### YOUR INSTRUCTIONS:
Each line from the one that contains "</instance>" to the end of the entries must be copied word for word, and only those lines.

### EXTRACTED DATA:
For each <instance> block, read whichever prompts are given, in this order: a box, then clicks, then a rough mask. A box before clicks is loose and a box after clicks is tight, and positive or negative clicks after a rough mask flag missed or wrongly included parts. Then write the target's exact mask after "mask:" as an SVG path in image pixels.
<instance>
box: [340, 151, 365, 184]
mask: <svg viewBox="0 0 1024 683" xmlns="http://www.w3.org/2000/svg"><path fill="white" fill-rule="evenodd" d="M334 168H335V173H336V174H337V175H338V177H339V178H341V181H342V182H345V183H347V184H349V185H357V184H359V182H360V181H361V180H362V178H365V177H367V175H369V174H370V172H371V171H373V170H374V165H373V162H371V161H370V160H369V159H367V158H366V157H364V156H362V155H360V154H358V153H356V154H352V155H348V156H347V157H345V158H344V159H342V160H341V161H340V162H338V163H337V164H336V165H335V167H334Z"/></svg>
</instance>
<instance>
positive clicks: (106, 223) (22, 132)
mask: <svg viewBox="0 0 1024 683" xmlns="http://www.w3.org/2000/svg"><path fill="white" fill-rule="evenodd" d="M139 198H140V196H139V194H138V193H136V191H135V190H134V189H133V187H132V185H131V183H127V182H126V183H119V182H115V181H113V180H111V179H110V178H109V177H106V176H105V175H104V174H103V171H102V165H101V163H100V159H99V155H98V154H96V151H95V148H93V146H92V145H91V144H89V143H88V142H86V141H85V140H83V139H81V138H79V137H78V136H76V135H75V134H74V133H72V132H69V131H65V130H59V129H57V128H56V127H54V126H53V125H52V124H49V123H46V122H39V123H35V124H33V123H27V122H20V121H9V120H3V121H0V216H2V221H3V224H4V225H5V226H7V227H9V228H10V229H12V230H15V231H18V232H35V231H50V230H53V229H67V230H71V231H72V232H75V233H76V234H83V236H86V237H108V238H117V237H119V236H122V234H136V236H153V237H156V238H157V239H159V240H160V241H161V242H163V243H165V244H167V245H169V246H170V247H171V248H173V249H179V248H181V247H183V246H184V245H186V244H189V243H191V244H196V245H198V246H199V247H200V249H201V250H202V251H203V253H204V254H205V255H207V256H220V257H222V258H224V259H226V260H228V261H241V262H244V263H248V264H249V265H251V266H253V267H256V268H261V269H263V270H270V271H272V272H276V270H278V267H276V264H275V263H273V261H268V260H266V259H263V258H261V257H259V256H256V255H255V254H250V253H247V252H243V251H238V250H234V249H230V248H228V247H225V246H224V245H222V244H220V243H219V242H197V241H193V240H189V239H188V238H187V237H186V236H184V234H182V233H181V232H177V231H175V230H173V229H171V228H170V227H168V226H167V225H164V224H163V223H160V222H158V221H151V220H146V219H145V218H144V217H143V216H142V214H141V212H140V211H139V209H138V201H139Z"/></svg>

### SOLVED EXERCISE:
</instance>
<instance>
positive clicks: (106, 223) (22, 132)
mask: <svg viewBox="0 0 1024 683" xmlns="http://www.w3.org/2000/svg"><path fill="white" fill-rule="evenodd" d="M139 198H140V196H139V194H138V193H136V191H135V190H134V189H133V187H132V185H131V183H127V182H126V183H119V182H115V181H113V180H111V179H110V178H109V177H106V176H105V175H104V174H103V171H102V165H101V163H100V159H99V155H98V154H96V151H95V148H93V146H92V145H91V144H89V143H88V142H86V141H85V140H83V139H81V138H79V137H78V136H76V135H75V134H74V133H72V132H69V131H65V130H59V129H57V128H56V127H54V126H53V125H52V124H49V123H46V122H39V123H35V124H33V123H27V122H20V121H9V120H3V121H0V216H2V221H3V224H4V225H5V226H7V227H9V228H10V229H12V230H15V231H18V232H35V231H50V230H53V229H67V230H71V231H72V232H75V233H76V234H83V236H86V237H108V238H117V237H119V236H122V234H136V236H153V237H156V238H157V239H159V240H160V241H161V242H163V243H165V244H167V245H169V246H170V247H171V248H173V249H179V248H181V247H183V246H184V245H186V244H189V243H191V244H196V245H198V246H199V247H200V249H201V250H202V251H203V253H204V254H205V255H207V256H220V257H222V258H224V259H226V260H228V261H241V262H244V263H248V264H249V265H251V266H253V267H256V268H261V269H263V270H270V271H272V272H276V270H278V267H276V264H275V263H273V261H268V260H266V259H263V258H261V257H259V256H256V255H255V254H250V253H247V252H243V251H238V250H234V249H230V248H228V247H225V246H224V245H222V244H220V243H219V242H197V241H193V240H189V239H188V238H187V237H186V236H184V234H182V233H181V232H177V231H175V230H173V229H171V228H170V227H168V226H167V225H164V224H163V223H160V222H158V221H151V220H146V219H145V218H144V217H143V216H142V214H141V212H140V211H139V209H138V201H139Z"/></svg>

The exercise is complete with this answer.